YOUR TASK
The data below holds a line containing "shown by (133,22)." and a line containing "shown by (305,52)."; please quote exactly those two lines and every line between them, and nothing else.

Data items
BEGIN

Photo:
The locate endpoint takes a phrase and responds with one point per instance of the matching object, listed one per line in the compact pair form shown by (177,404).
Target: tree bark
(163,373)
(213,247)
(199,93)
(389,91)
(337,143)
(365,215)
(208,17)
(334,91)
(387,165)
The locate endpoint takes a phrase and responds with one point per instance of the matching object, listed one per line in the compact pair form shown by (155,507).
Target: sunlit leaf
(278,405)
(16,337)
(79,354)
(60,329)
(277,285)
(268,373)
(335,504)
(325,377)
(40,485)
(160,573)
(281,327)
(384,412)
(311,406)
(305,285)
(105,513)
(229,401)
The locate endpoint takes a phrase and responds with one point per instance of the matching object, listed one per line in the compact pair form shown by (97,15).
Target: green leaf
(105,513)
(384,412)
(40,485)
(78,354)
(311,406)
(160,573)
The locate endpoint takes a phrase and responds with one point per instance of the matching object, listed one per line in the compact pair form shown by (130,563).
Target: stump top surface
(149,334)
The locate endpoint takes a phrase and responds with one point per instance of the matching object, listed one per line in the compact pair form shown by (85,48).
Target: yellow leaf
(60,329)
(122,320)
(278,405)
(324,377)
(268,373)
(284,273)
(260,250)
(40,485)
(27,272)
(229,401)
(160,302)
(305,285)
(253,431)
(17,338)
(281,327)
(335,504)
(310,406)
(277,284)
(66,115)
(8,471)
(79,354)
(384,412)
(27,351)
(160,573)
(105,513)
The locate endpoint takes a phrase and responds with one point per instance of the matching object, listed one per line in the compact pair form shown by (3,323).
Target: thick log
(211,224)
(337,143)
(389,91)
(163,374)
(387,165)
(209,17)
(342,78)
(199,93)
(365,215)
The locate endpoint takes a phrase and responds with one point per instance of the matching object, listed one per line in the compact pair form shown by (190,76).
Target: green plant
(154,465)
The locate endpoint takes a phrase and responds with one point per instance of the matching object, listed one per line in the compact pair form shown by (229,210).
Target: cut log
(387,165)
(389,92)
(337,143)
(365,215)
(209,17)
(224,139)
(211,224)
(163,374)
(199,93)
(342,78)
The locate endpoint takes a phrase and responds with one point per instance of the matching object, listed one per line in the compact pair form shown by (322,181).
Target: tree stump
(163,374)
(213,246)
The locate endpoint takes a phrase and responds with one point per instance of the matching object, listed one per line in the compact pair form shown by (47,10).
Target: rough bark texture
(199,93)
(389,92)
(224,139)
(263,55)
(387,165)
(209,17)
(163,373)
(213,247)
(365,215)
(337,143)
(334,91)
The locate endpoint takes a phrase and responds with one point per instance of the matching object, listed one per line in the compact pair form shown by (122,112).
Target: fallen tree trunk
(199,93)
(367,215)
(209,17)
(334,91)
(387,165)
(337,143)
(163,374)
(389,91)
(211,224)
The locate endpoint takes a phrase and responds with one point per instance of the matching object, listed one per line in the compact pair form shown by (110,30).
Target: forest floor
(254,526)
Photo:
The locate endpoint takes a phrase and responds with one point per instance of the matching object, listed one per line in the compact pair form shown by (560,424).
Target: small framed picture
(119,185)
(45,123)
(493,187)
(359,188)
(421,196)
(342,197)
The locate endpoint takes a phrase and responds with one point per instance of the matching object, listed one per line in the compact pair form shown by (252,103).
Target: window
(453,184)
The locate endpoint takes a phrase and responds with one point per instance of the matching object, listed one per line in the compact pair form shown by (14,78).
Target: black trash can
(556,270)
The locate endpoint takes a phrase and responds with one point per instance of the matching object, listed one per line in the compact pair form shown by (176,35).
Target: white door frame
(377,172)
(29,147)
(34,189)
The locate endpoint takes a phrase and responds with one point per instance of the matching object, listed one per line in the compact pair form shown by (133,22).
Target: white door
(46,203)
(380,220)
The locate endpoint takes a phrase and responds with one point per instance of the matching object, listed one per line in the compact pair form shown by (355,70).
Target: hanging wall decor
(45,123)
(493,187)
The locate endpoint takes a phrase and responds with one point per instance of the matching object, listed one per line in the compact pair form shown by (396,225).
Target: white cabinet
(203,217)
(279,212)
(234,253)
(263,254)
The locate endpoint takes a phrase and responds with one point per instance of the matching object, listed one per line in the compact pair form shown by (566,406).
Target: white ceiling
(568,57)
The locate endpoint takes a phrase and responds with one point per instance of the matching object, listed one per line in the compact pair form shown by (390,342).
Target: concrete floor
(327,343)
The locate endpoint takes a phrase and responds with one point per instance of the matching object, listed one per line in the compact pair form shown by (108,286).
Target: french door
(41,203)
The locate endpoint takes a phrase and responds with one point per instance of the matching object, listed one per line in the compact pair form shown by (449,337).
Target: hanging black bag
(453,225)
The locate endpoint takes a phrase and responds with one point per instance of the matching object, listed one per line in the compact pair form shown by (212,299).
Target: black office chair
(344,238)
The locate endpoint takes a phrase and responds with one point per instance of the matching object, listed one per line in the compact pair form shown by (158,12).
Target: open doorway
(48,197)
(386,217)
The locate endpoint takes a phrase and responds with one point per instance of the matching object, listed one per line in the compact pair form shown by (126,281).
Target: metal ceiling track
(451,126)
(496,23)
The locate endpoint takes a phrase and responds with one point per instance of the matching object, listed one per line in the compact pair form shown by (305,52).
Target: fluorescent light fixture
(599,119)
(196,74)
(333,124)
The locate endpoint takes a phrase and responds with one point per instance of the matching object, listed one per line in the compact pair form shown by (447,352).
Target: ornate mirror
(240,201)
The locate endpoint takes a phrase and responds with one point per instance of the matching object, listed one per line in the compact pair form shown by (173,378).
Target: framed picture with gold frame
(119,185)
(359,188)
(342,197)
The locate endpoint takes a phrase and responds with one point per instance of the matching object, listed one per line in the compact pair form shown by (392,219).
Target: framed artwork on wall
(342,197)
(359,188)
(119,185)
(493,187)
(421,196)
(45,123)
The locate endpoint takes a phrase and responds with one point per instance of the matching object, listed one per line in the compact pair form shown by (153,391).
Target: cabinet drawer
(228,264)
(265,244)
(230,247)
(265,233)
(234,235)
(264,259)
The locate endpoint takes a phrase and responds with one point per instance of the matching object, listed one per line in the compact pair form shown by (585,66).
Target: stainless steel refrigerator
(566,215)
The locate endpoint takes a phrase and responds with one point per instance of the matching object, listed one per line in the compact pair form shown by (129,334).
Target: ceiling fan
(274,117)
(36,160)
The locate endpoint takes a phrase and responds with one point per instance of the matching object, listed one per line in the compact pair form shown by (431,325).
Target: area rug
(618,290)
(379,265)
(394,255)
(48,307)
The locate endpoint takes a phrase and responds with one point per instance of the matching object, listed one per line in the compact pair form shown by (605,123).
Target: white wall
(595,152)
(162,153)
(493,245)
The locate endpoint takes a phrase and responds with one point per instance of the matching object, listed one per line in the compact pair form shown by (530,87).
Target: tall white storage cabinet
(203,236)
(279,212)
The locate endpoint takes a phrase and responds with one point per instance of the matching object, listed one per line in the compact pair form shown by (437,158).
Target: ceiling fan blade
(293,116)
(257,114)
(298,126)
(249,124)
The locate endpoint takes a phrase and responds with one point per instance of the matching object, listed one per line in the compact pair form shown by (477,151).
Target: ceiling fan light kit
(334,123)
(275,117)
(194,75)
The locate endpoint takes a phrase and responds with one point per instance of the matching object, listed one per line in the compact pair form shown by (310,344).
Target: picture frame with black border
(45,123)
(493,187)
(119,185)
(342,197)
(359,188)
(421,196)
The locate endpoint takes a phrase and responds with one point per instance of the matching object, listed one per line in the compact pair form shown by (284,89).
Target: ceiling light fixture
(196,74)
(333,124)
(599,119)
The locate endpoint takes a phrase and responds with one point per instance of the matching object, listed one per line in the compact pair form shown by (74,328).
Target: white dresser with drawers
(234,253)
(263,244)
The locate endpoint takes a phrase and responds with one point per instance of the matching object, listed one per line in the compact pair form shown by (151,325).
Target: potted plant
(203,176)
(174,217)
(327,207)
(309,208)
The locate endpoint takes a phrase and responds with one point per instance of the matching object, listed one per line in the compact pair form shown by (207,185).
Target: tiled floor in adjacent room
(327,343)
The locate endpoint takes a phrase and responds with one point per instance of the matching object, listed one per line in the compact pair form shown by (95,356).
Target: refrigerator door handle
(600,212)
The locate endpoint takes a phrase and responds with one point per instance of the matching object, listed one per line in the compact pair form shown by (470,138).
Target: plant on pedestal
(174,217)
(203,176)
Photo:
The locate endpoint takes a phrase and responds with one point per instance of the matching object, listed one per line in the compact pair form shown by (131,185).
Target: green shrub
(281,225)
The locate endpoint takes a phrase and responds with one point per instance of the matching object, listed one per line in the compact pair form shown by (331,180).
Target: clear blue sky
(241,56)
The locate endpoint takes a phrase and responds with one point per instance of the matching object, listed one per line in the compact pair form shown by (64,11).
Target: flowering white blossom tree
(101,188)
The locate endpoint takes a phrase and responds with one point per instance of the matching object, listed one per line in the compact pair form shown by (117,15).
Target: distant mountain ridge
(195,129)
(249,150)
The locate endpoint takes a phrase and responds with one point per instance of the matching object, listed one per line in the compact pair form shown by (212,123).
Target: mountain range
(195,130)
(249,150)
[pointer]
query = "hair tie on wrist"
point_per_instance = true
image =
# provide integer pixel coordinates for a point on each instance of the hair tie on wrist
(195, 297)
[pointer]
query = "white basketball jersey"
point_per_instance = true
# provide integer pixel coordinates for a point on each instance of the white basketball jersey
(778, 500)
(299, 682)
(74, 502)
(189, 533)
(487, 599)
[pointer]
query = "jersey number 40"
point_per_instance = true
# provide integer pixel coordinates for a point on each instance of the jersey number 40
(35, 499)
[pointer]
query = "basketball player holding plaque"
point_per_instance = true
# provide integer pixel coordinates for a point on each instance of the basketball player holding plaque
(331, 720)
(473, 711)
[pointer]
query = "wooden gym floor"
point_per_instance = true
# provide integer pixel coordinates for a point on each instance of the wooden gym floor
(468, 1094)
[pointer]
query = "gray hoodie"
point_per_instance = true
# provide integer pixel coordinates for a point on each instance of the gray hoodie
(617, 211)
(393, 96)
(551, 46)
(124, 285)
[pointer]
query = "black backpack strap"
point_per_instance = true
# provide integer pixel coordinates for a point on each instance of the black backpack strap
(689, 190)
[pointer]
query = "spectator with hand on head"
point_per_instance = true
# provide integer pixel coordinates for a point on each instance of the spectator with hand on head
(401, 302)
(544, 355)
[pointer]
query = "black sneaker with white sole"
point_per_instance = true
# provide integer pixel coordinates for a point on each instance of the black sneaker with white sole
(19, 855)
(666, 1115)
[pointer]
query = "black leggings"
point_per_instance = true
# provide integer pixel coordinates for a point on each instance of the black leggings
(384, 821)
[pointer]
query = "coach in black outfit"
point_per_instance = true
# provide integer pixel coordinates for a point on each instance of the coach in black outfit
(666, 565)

END

RESPONSE TO THE TASK
The locate endpoint takes a phrase and responds with one point per instance of the matching object, listed one per line in the compact pair form shown by (133,22).
Target: white door
(46,203)
(380,220)
The locate endpoint takes a phrase and responds with one point per instance of the matching object, listed one per line in the compact pair form shown by (355,70).
Target: hanging wall decor
(45,123)
(493,187)
The locate endpoint takes a phrase and responds with one point per instance of the matching object, listed one per line in the compact pair form shown by (396,225).
Target: white cabinet
(203,217)
(279,212)
(234,253)
(263,254)
The locate endpoint takes a phrase and responds with one point per instance of the matching object, listed one per line in the compact pair form shown by (566,406).
Target: white ceiling
(568,57)
The locate endpoint takes a phrase and responds with one point per instance of the matching object, listed one per line in the compact pair form shown by (390,342).
Target: concrete floor
(327,343)
The locate endpoint takes a phrase and responds with one point per instance of the matching object, listed one per line in the compact pair form shown by (108,286).
Target: french door
(41,203)
The locate endpoint takes a phrase and responds with one point per instance of the matching object, listed one per line in the compact pair form shown by (449,337).
Target: hanging black bag
(453,225)
The locate endpoint takes a phrase and responds with one point per instance of the matching object, listed one per line in the compact pair form shown by (212,299).
Target: black office chair
(344,238)
The locate endpoint takes a phrase and responds with one point per instance of the matching object, listed one per line in the compact pair form shown by (158,12).
Target: open doorway
(48,197)
(386,217)
The locate endpoint takes a phrase and responds with one point per instance of the matching object, listed one per line in the compact pair form shown by (126,281).
Target: metal ceiling track
(451,126)
(496,23)
The locate endpoint takes a phrase and responds with one point per instance of the matching object, listed one per line in the compact pair form shown by (305,52).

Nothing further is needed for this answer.